**Provided text**
╔══

In a lot of free thinking moments throughout these past weeks and months, I’ve found myself wanting to be at camp. That’s especially funny because if you talked to me after finishing my second summer at the good – ole Outback, I was convinced I didn’t have a desire to return for a third summer.

But now, I’ve found myself drifting often to – “if I were at camp right now, we would be doing ___.”

I think of the quiet moments in the bathroom with kids whispering on the other side of the door, anxious to begin the day, while I prayed for strength and joy for the day. I think of early mornings and long nights in the kitchen listening to music and talking about everything under the sun. I think about hugging people (which sadly, I’m sure is happening less there right now…).

I went into last summer in a weird place. I had come off of a school year where my faith had been admittedly rocky, and I had doubts bigger than I was even acknowledging. I questioned God’s goodness, His sovereignty, and I especially questioned why on earth he had let me agree to spend my entire summer away from my family and my boyfriend and my life in College Station, and everything that was comfortable and easy.

And in so many ways, my current everyday of so many questions and not enough answers, so much brokenness and not enough light, and so much unknown reminds me of the same place the girl who cried all the way to camp orientation was in around this time last year.

I bet I’m not the only one feeling in-between two seasons, or not exactly loving wherever you are right now, or terrified of the uncertainty ahead of us.

╚══

**Material shown**
╔══

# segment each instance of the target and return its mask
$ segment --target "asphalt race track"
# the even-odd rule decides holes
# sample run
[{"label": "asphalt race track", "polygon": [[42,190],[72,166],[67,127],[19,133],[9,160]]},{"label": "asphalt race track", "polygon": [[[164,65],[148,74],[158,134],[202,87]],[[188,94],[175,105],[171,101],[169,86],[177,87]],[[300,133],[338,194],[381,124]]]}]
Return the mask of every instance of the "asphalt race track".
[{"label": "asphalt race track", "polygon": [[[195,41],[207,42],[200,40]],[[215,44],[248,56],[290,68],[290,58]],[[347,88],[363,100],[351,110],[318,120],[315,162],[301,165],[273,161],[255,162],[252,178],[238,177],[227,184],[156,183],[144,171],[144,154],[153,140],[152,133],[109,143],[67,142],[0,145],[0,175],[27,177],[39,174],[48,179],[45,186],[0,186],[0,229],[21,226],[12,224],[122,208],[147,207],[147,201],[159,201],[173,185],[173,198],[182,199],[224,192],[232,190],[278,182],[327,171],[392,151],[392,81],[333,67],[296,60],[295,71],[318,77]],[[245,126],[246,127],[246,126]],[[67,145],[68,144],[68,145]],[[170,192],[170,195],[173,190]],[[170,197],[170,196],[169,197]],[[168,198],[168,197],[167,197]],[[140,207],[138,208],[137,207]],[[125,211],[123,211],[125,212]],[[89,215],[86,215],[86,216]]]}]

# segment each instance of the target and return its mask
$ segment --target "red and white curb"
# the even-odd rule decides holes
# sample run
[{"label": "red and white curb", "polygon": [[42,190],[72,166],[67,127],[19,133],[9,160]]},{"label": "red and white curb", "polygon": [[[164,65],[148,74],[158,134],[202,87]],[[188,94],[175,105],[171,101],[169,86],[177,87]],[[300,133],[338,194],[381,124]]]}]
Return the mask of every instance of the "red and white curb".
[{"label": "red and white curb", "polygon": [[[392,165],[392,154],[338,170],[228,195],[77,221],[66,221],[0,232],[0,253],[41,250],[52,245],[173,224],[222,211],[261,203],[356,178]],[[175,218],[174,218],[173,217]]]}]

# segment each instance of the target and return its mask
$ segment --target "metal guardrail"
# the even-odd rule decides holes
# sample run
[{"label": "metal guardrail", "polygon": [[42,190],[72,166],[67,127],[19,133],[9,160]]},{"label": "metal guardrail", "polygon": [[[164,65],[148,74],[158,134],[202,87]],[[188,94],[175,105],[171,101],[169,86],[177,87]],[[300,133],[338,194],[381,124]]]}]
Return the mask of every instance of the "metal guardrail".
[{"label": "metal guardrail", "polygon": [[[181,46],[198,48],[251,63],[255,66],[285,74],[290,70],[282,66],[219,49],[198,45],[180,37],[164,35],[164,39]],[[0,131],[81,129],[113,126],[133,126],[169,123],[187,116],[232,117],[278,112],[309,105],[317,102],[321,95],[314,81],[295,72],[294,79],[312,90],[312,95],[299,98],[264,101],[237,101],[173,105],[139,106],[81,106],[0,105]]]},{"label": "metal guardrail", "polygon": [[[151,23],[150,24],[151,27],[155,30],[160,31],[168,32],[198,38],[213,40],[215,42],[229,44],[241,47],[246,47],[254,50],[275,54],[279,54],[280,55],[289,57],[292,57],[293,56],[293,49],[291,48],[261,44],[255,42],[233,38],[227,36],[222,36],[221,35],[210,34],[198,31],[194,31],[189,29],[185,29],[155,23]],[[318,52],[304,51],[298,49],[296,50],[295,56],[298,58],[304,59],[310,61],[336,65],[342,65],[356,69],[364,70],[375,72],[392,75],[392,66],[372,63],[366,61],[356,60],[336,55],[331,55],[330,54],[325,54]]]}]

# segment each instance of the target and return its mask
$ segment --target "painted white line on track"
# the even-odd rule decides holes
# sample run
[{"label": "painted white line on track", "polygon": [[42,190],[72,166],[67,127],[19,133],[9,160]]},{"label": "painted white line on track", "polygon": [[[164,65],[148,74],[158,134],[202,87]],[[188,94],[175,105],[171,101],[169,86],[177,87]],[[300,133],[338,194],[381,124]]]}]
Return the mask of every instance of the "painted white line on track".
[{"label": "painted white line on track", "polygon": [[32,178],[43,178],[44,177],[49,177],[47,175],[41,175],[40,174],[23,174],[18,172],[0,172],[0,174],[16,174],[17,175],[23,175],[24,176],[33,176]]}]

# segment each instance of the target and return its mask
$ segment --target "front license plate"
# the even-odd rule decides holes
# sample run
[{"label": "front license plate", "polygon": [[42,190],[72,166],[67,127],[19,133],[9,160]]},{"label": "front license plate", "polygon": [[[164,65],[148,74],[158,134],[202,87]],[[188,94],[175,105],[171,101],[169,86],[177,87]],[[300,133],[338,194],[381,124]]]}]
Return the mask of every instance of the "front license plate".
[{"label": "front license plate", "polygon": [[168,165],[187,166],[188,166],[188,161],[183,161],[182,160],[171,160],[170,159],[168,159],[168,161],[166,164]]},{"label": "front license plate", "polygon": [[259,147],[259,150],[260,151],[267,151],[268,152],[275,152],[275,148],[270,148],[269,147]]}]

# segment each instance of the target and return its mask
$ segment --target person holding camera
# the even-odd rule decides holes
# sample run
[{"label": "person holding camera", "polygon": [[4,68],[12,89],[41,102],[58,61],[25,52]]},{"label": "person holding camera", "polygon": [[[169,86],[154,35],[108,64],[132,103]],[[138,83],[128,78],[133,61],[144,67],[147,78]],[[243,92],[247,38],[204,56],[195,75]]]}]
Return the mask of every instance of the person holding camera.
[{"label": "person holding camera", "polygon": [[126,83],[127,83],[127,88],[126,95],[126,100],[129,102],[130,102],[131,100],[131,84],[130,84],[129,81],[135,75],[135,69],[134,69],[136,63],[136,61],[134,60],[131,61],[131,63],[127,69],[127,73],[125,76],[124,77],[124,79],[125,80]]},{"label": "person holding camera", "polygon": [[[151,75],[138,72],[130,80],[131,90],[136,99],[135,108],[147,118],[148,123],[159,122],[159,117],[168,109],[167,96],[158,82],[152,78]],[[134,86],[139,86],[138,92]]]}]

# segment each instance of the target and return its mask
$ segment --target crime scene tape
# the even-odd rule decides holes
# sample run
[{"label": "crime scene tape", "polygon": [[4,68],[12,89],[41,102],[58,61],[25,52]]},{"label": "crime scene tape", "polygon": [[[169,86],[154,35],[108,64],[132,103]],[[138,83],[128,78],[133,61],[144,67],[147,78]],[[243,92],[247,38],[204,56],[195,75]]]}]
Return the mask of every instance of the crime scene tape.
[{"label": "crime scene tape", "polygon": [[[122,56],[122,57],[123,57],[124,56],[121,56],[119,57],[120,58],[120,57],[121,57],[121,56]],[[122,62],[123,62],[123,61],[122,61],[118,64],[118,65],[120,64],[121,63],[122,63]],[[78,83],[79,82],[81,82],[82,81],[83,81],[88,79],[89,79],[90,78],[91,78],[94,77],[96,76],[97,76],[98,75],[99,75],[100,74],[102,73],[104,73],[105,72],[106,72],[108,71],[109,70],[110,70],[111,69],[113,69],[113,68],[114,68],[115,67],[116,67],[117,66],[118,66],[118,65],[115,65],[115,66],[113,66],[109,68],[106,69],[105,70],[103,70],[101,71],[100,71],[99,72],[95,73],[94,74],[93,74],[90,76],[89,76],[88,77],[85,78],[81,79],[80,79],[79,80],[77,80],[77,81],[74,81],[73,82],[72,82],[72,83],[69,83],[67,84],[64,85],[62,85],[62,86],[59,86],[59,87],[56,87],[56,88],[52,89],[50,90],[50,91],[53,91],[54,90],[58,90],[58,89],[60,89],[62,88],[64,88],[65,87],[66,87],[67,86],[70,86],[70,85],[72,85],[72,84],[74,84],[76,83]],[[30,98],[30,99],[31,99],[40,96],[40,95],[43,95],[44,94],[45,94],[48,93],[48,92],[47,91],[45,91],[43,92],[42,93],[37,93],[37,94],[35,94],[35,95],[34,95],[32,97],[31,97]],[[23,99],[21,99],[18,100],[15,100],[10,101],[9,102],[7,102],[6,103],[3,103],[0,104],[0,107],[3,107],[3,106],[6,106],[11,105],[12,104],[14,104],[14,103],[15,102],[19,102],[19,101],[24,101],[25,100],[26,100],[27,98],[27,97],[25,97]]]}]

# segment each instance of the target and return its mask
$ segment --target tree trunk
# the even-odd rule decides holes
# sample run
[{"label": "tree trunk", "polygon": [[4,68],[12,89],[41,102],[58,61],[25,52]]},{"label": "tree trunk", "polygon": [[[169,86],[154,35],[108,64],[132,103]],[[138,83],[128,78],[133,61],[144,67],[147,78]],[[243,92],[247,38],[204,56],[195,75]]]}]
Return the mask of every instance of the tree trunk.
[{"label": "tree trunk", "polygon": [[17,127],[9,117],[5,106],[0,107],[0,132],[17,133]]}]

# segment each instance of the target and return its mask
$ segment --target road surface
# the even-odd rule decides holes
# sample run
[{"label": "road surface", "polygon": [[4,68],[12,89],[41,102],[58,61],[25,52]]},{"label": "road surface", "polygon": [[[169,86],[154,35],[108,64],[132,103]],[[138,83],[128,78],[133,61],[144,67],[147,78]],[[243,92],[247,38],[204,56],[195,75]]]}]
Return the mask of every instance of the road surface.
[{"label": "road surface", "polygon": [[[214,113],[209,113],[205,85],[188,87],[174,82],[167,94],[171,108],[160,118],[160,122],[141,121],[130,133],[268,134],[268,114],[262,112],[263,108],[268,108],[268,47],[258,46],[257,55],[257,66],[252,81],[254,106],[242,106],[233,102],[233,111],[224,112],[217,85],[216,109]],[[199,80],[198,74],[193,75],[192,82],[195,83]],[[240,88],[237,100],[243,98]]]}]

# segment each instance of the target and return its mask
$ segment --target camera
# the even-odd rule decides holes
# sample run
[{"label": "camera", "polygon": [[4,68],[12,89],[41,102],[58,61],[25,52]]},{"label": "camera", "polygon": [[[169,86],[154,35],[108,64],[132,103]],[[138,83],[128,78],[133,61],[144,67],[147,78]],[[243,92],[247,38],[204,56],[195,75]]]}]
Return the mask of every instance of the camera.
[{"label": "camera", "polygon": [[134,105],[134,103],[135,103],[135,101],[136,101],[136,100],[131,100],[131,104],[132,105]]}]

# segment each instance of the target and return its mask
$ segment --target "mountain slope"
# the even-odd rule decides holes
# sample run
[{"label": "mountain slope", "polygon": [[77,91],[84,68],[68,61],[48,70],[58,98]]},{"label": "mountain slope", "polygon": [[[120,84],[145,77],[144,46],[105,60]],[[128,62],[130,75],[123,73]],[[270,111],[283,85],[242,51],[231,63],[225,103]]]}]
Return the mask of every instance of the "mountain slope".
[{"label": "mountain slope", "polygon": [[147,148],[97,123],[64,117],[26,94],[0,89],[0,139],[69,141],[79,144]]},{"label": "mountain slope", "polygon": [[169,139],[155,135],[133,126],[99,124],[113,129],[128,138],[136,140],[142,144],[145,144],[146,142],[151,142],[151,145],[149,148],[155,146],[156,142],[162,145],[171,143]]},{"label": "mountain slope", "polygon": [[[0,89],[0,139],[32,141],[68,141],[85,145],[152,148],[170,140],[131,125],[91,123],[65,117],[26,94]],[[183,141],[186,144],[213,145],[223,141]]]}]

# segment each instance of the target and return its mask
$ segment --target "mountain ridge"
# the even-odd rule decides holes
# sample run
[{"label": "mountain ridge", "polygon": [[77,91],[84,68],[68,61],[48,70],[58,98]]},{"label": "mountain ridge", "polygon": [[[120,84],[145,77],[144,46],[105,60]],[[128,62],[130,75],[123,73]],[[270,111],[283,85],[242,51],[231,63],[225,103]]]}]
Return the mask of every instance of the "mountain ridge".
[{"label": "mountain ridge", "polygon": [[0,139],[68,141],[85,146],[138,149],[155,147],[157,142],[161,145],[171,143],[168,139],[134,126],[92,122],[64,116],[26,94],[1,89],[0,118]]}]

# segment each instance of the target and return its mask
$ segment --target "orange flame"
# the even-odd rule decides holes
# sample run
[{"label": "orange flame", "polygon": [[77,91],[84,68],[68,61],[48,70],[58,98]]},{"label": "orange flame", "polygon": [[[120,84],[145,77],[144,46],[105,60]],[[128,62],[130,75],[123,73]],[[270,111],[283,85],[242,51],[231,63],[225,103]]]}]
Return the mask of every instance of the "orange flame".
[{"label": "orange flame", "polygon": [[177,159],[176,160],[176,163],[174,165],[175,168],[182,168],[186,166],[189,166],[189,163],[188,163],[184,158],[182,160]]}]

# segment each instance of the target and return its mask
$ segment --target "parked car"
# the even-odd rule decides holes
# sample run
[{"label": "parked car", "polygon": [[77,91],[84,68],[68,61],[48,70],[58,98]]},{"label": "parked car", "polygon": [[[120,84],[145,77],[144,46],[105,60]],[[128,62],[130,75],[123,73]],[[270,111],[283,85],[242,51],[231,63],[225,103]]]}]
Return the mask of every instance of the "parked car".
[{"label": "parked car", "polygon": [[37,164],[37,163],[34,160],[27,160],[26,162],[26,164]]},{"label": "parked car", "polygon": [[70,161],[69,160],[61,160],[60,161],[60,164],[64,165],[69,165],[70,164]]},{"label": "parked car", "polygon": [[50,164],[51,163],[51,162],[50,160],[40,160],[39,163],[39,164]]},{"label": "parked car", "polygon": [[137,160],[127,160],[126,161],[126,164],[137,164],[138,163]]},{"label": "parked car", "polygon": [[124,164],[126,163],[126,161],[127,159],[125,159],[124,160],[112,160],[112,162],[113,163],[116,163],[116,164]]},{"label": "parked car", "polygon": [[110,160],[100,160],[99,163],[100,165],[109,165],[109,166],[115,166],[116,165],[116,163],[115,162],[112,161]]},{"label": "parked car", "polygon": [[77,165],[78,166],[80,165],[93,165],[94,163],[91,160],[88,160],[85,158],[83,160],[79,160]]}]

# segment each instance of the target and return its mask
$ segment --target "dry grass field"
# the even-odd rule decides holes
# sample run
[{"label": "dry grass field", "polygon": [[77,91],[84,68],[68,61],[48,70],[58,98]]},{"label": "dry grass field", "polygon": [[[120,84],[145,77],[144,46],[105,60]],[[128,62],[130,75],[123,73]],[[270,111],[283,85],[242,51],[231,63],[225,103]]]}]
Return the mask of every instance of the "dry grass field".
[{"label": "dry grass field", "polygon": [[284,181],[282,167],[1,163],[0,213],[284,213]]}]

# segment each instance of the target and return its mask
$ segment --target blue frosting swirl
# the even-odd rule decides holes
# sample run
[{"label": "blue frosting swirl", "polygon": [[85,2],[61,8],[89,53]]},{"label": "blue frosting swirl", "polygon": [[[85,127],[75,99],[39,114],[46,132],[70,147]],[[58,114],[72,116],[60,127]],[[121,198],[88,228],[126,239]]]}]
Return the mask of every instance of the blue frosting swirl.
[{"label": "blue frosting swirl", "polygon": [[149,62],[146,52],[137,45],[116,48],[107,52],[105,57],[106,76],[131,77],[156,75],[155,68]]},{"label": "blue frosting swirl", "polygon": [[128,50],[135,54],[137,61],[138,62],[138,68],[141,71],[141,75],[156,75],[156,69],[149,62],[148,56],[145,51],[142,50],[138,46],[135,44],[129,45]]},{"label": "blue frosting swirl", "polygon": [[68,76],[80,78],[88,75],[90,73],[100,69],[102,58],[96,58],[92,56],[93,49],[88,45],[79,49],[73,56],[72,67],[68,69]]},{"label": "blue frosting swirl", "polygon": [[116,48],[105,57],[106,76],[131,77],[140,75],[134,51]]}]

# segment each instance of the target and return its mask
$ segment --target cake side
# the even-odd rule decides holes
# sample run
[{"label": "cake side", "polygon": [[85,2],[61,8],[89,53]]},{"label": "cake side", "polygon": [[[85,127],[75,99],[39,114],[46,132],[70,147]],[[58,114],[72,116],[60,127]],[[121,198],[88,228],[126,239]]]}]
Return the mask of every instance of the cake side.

╚══

**Exercise tasks**
• A. Answer these questions from the text about camp:
(i) After finishing which summer at camp was the writer convinced they did not want to return?
(ii) What did the writer do in the kitchen on early mornings and long nights?
(iii) In which place was the life the writer would be away from for the entire summer?
• B. Copy a passage from the text about camp word for word. Begin at the words "But now, I’ve" and stop after "there right now…).".

**Task responses**
• A.
(i) The second summer.
(ii) Listened to music and talked about everything under the sun.
(iii) College Station.

• B.
But now, I’ve found myself drifting often to – “if I were at camp right now, we would be doing ___.”

I think of the quiet moments in the bathroom with kids whispering on the other side of the door, anxious to begin the day, while I prayed for strength and joy for the day. I think of early mornings and long nights in the kitchen listening to music and talking about everything under the sun. I think about hugging people (which sadly, I’m sure is happening less there right now…).